GRASS 6.4.svn (corine):~ >

-The "w" was pressed by me accidentally. But I assume that it has little
to do with the process being killed.
-Additionally, I was watching from time to time the process's status via
"top".

What on earth killed this "important" process? How should on go about
and clean this map?

Thanks, Nikos

On Fri, Jan 9, 2009 at 6:27 AM, Nikos Alexandris
<nikos.alexandris@felis.uni-freiburg.de> wrote:

Attempting to clean a very big vector map (after patching and before
dissolving) ended without success. It's about all CORINE tiles to form
the European-wide land cover map.

The process was running for 2 days now and killed itself for reasons I
don't understand. The machine I currently work with has 4GB of RAM and
8GB of swap memory, not to mention the free hard disk space.

# the map is big!

I see two potential reasons:
- large file support needed (--enable-largefile, did you use it?)
- looking at the number of vertices, perhaps the process runs
  out of memory (check 'dmesg' if you are on Linux). In this case
  adding more swap space may suffice.

GRASS 6.4.svn (corine):/geo/grassdb/europe/corine/PERMANENT/vector > ls
-lah corine

total 2.7G
drwxr-xr-x 2 nik nik 72 2009-01-06 09:59 .

• _Requests_:
• 1. Answer these questions from the forum thread on cleaning the CORINE vector map:
(a) How many days had the cleaning process been running before it was killed?
(b) Which program was used to check on the process's status from time to time?
(c) Which command does the thread suggest checking on Linux to see whether the process ran out of memory?
• 2. Please list every resource of the machine that the forum thread on cleaning the CORINE vector map mentions in its description of the machine.
• 3. Write the next part of the forum thread on cleaning the CORINE vector map, picking up after its final line.

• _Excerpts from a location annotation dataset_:
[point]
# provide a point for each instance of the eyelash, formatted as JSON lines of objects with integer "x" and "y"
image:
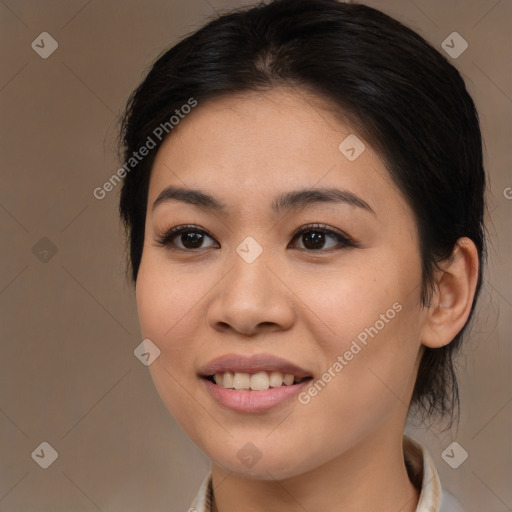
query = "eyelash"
{"x": 343, "y": 240}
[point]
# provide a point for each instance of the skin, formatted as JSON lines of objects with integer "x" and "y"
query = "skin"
{"x": 342, "y": 450}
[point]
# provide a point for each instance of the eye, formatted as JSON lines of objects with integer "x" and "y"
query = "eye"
{"x": 191, "y": 237}
{"x": 314, "y": 237}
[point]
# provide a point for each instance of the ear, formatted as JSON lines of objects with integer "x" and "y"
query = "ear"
{"x": 454, "y": 290}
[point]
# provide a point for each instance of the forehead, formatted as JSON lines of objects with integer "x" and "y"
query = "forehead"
{"x": 247, "y": 147}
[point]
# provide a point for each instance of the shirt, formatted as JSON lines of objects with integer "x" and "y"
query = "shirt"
{"x": 420, "y": 468}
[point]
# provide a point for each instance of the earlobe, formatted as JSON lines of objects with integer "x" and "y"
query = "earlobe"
{"x": 451, "y": 302}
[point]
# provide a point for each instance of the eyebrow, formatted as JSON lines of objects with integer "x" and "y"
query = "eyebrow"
{"x": 285, "y": 202}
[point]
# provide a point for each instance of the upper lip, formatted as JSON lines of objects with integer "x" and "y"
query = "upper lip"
{"x": 251, "y": 364}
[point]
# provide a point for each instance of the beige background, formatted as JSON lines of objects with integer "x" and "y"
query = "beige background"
{"x": 69, "y": 324}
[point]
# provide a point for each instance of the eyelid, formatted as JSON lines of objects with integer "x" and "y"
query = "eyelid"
{"x": 343, "y": 239}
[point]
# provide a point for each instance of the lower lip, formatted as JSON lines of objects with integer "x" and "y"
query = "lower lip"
{"x": 253, "y": 401}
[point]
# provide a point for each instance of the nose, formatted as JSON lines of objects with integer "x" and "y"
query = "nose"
{"x": 252, "y": 298}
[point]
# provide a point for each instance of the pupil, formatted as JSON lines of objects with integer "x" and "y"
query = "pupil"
{"x": 190, "y": 237}
{"x": 317, "y": 239}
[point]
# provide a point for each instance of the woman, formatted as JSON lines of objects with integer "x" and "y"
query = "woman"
{"x": 304, "y": 202}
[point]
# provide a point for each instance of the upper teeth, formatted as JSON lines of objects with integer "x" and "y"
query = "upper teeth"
{"x": 256, "y": 381}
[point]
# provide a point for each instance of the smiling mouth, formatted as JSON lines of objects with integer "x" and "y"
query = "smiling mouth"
{"x": 259, "y": 381}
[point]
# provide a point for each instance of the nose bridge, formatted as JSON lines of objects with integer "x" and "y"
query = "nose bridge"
{"x": 250, "y": 295}
{"x": 250, "y": 270}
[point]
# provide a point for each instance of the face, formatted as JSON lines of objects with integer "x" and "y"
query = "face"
{"x": 264, "y": 282}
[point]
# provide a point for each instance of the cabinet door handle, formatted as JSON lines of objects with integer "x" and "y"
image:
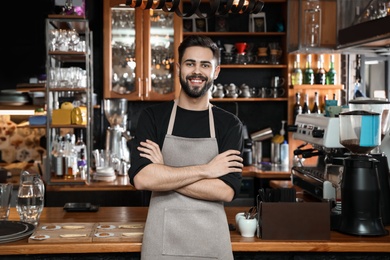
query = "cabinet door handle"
{"x": 140, "y": 89}
{"x": 147, "y": 86}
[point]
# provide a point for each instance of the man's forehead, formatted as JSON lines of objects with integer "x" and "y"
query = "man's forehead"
{"x": 198, "y": 53}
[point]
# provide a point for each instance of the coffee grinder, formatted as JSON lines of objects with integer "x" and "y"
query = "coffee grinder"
{"x": 360, "y": 133}
{"x": 381, "y": 106}
{"x": 115, "y": 110}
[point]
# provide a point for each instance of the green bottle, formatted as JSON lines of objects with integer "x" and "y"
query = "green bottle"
{"x": 308, "y": 75}
{"x": 331, "y": 74}
{"x": 296, "y": 75}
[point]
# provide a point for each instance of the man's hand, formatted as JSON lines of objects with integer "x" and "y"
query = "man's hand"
{"x": 151, "y": 151}
{"x": 224, "y": 163}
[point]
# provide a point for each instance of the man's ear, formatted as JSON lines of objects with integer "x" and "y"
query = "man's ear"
{"x": 216, "y": 71}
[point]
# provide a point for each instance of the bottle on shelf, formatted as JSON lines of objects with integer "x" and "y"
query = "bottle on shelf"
{"x": 296, "y": 75}
{"x": 305, "y": 108}
{"x": 320, "y": 77}
{"x": 315, "y": 109}
{"x": 323, "y": 106}
{"x": 312, "y": 22}
{"x": 308, "y": 76}
{"x": 331, "y": 74}
{"x": 297, "y": 106}
{"x": 81, "y": 151}
{"x": 335, "y": 98}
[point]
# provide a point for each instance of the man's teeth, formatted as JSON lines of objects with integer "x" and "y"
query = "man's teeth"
{"x": 196, "y": 80}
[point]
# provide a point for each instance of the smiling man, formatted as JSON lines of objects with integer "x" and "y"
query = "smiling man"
{"x": 189, "y": 154}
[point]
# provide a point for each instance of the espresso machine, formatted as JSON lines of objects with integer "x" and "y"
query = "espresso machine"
{"x": 381, "y": 106}
{"x": 360, "y": 133}
{"x": 324, "y": 180}
{"x": 320, "y": 137}
{"x": 117, "y": 136}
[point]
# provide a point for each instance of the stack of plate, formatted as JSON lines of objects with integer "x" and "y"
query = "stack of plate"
{"x": 12, "y": 97}
{"x": 104, "y": 174}
{"x": 14, "y": 230}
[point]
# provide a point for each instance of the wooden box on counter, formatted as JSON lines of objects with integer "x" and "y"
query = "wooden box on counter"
{"x": 294, "y": 220}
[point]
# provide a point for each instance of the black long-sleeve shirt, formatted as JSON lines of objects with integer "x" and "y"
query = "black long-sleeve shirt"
{"x": 153, "y": 125}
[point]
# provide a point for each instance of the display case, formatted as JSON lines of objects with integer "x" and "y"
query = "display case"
{"x": 253, "y": 69}
{"x": 68, "y": 91}
{"x": 140, "y": 47}
{"x": 302, "y": 15}
{"x": 366, "y": 30}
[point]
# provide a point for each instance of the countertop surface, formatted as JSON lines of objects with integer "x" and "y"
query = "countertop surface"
{"x": 266, "y": 171}
{"x": 337, "y": 243}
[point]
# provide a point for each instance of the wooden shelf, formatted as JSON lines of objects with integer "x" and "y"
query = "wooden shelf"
{"x": 234, "y": 34}
{"x": 316, "y": 86}
{"x": 247, "y": 99}
{"x": 253, "y": 66}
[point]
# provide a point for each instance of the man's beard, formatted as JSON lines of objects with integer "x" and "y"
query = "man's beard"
{"x": 196, "y": 92}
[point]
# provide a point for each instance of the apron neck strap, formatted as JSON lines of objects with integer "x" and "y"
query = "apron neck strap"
{"x": 173, "y": 116}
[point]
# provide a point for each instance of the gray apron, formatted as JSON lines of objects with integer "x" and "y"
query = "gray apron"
{"x": 180, "y": 227}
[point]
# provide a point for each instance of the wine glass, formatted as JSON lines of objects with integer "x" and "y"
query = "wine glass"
{"x": 74, "y": 39}
{"x": 53, "y": 36}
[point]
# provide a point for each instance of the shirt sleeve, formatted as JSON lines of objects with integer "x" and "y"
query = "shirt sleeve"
{"x": 145, "y": 130}
{"x": 232, "y": 139}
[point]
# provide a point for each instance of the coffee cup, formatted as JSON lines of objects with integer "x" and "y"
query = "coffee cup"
{"x": 247, "y": 226}
{"x": 277, "y": 81}
{"x": 240, "y": 47}
{"x": 5, "y": 200}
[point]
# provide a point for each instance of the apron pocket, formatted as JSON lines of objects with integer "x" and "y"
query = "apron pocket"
{"x": 190, "y": 232}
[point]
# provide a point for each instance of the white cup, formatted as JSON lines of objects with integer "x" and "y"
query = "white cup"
{"x": 247, "y": 226}
{"x": 5, "y": 199}
{"x": 239, "y": 215}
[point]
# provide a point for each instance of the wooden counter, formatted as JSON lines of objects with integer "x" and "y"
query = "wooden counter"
{"x": 123, "y": 182}
{"x": 338, "y": 242}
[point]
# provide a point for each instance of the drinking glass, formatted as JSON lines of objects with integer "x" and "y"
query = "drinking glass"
{"x": 30, "y": 201}
{"x": 74, "y": 39}
{"x": 5, "y": 200}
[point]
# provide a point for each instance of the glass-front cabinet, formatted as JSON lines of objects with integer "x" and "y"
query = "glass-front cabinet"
{"x": 140, "y": 47}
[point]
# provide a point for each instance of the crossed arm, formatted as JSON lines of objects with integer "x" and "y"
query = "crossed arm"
{"x": 199, "y": 181}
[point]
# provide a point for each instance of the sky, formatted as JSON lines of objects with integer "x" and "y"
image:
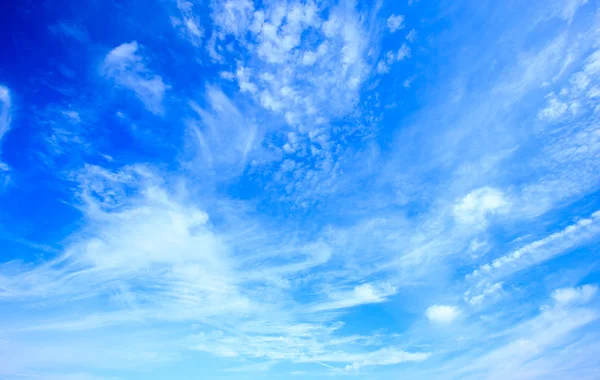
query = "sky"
{"x": 300, "y": 189}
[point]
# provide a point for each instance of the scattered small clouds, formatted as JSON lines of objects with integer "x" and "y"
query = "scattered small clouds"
{"x": 395, "y": 23}
{"x": 579, "y": 295}
{"x": 127, "y": 67}
{"x": 442, "y": 314}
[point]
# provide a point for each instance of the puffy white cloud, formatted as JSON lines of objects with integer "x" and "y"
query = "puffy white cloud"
{"x": 126, "y": 65}
{"x": 581, "y": 294}
{"x": 553, "y": 110}
{"x": 360, "y": 295}
{"x": 478, "y": 204}
{"x": 403, "y": 52}
{"x": 395, "y": 23}
{"x": 188, "y": 23}
{"x": 442, "y": 314}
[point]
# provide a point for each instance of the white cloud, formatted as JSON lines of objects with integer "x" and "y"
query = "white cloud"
{"x": 5, "y": 108}
{"x": 126, "y": 65}
{"x": 442, "y": 314}
{"x": 395, "y": 23}
{"x": 72, "y": 116}
{"x": 225, "y": 136}
{"x": 478, "y": 204}
{"x": 403, "y": 52}
{"x": 577, "y": 295}
{"x": 538, "y": 251}
{"x": 304, "y": 82}
{"x": 488, "y": 291}
{"x": 411, "y": 36}
{"x": 360, "y": 295}
{"x": 188, "y": 23}
{"x": 553, "y": 110}
{"x": 381, "y": 357}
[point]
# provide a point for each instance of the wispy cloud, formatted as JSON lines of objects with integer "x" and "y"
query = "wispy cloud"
{"x": 127, "y": 67}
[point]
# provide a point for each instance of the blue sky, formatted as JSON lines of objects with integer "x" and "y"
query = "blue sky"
{"x": 239, "y": 189}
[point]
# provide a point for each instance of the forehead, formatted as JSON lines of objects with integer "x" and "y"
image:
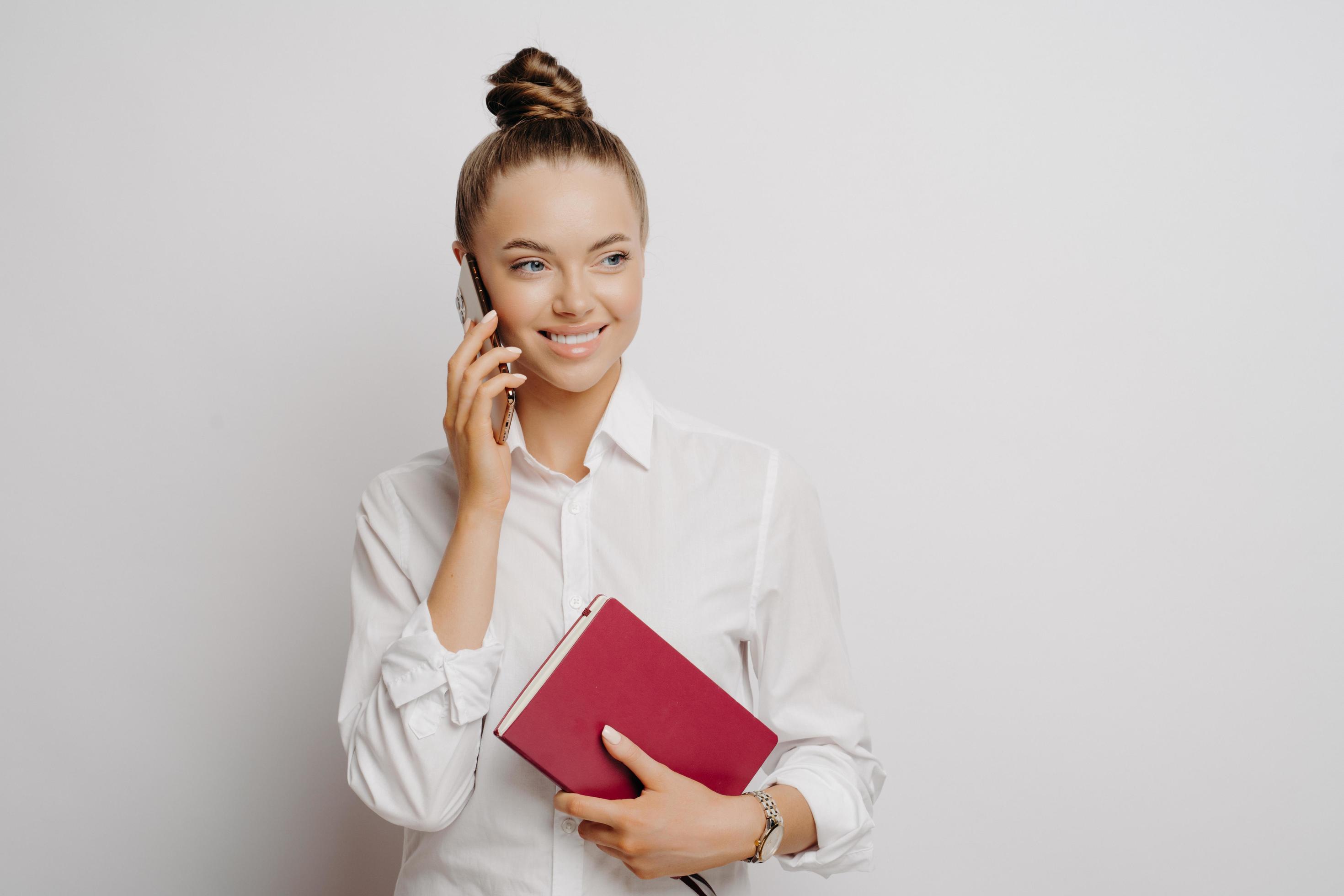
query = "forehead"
{"x": 562, "y": 206}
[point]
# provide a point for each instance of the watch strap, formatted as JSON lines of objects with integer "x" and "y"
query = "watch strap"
{"x": 772, "y": 821}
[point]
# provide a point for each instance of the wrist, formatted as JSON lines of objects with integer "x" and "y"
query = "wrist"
{"x": 749, "y": 824}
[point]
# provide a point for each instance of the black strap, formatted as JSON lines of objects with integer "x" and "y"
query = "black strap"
{"x": 697, "y": 883}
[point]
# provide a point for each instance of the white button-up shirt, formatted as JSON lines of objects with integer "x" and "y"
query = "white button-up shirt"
{"x": 714, "y": 540}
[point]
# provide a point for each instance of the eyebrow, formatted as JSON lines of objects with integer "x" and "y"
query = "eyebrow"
{"x": 541, "y": 248}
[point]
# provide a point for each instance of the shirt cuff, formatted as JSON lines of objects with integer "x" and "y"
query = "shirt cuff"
{"x": 417, "y": 666}
{"x": 844, "y": 839}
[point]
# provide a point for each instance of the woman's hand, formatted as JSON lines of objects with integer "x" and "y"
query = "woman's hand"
{"x": 677, "y": 827}
{"x": 483, "y": 464}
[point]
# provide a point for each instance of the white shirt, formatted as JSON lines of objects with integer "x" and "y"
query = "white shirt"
{"x": 714, "y": 540}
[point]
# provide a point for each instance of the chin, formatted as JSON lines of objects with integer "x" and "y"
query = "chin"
{"x": 580, "y": 377}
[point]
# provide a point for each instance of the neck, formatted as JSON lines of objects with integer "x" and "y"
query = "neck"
{"x": 558, "y": 425}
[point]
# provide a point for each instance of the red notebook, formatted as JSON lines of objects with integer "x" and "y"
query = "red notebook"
{"x": 612, "y": 669}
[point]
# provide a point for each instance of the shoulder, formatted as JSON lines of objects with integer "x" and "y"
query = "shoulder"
{"x": 425, "y": 480}
{"x": 709, "y": 444}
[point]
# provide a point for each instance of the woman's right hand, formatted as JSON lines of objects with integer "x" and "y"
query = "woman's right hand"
{"x": 483, "y": 464}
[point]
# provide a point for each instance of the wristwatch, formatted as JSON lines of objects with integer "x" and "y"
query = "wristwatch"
{"x": 773, "y": 828}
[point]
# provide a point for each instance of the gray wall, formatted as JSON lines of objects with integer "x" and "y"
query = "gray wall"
{"x": 1046, "y": 296}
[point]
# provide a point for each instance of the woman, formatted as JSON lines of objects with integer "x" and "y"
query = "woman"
{"x": 472, "y": 560}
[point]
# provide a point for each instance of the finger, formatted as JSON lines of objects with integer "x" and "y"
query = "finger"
{"x": 603, "y": 835}
{"x": 645, "y": 768}
{"x": 607, "y": 812}
{"x": 476, "y": 374}
{"x": 467, "y": 352}
{"x": 480, "y": 335}
{"x": 480, "y": 416}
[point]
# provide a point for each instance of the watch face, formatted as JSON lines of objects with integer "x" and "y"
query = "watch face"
{"x": 772, "y": 843}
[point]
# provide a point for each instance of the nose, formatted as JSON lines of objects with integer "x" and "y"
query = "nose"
{"x": 573, "y": 299}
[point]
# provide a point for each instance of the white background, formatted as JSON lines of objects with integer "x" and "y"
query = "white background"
{"x": 1047, "y": 299}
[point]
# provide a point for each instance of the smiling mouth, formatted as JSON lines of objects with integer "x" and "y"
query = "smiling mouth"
{"x": 577, "y": 339}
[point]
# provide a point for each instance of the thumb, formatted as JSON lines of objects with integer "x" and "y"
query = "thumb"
{"x": 645, "y": 768}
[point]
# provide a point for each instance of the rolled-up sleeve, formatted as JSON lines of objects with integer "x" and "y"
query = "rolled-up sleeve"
{"x": 411, "y": 710}
{"x": 805, "y": 687}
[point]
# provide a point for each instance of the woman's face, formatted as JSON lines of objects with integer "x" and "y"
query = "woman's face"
{"x": 560, "y": 251}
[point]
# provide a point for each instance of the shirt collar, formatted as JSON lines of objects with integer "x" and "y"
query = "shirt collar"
{"x": 628, "y": 418}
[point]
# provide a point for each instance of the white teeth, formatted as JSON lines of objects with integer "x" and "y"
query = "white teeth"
{"x": 574, "y": 340}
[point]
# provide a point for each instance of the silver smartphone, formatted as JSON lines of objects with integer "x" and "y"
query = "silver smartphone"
{"x": 474, "y": 303}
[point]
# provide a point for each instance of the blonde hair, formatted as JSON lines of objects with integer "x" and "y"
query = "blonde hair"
{"x": 542, "y": 116}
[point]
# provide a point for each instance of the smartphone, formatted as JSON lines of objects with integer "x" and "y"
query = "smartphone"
{"x": 474, "y": 303}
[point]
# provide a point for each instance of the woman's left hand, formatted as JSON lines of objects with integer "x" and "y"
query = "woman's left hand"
{"x": 677, "y": 827}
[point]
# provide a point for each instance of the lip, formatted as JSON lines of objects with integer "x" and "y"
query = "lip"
{"x": 576, "y": 330}
{"x": 582, "y": 350}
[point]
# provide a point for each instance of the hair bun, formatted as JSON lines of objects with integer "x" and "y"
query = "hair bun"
{"x": 533, "y": 85}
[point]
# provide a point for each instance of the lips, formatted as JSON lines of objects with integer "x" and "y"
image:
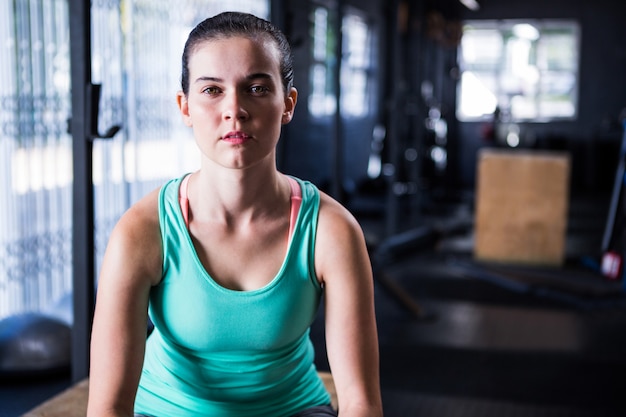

• _Answers for this exercise_:
• 1.
(a) 2 days
(b) "top"
(c) 'dmesg'

• 2.
- 4GB of RAM
- 8GB of swap memory
- free hard disk space

• 3.
drwxr-xr-x 715 nik nik 24K 2009-01-06 08:56 ..
-rw-r--r-- 1 nik nik 109M 2009-01-06 10:01 cidx
-rw-r--r-- 1 nik nik 1.9G 2009-01-06 10:01 coor
-rw-r--r-- 1 nik nik 58 2009-01-06 10:01 dbln
-rw-r--r-- 1 nik nik 191 2009-01-06 10:01 head
-rw-r--r-- 1 nik nik 12K 2009-01-06 08:56 hist
-rw-r--r-- 1 nik nik 647M 2009-01-06 09:59 topo

# cleaning...
GRASS 6.4.svn (corine):~ > v.clean corine out=corine_clean
tool=snap,break,rmdupl thresh=.01

WARNING: 'vector/corine' was found in more mapsets (also found in
        <PERMANENT>)
WARNING: Using <corine@nik>
--------------------------------------------------
Tool: Threshold
Snap vertices: 1.000000e-02
Break: 0.000000e+00
Remove duplicates: 0.000000e+00
--------------------------------------------------
WARNING: 'vector/corine' was found in more mapsets (also found in
        <PERMANENT>)
WARNING: Using <corine@nik>
Copying vector lines...
WARNING: Table <corine_clean> already exists in database
        </geo/grassdb/europe/corine/nik/sqlite.db>
WARNING: Unable to copy table <corine_clean>
WARNING: Failed to copy attribute table to output map
Rebuilding parts of topology...
Building topology for vector map <corine_clean>...
Registering primitives...
7491252 primitives registered
122361691 vertices registered
Number of nodes: 5740813
Number of primitives: 7491252
Number of points: 0
Number of lines: 0
Number of boundaries: 5526642
Number of centroids: 1964610
Number of areas: -
Number of isles: -
--------------------------------------------------
Tool: Snap line to vertex in threshold
w
Killed

...

-Additionally, I was watching from time to time the process's status via
"top".

how much RAM/SWAP was used?

Markus

Hi Markus.
Below more details upon the subject.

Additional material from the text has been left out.